* [Task brief]
Rewrite the listing below in full, every line included, and shift each bounding box coordinate in the answers by -12.

* [Dataset records]
/---
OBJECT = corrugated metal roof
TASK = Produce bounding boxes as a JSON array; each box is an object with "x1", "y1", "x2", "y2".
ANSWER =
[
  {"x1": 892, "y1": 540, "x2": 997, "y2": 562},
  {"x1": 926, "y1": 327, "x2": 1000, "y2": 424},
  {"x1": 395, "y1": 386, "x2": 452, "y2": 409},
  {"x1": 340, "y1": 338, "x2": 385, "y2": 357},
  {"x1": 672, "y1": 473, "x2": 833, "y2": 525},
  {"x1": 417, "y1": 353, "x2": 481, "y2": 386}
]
\---
* [The solution]
OBJECT = corrugated metal roof
TASK = Produce bounding boxes as a JSON array; each box is an object with "x1", "y1", "x2", "y2".
ANSWER =
[
  {"x1": 880, "y1": 528, "x2": 985, "y2": 550},
  {"x1": 914, "y1": 315, "x2": 988, "y2": 412},
  {"x1": 383, "y1": 374, "x2": 440, "y2": 397},
  {"x1": 328, "y1": 326, "x2": 373, "y2": 345},
  {"x1": 660, "y1": 461, "x2": 821, "y2": 513},
  {"x1": 405, "y1": 341, "x2": 469, "y2": 374}
]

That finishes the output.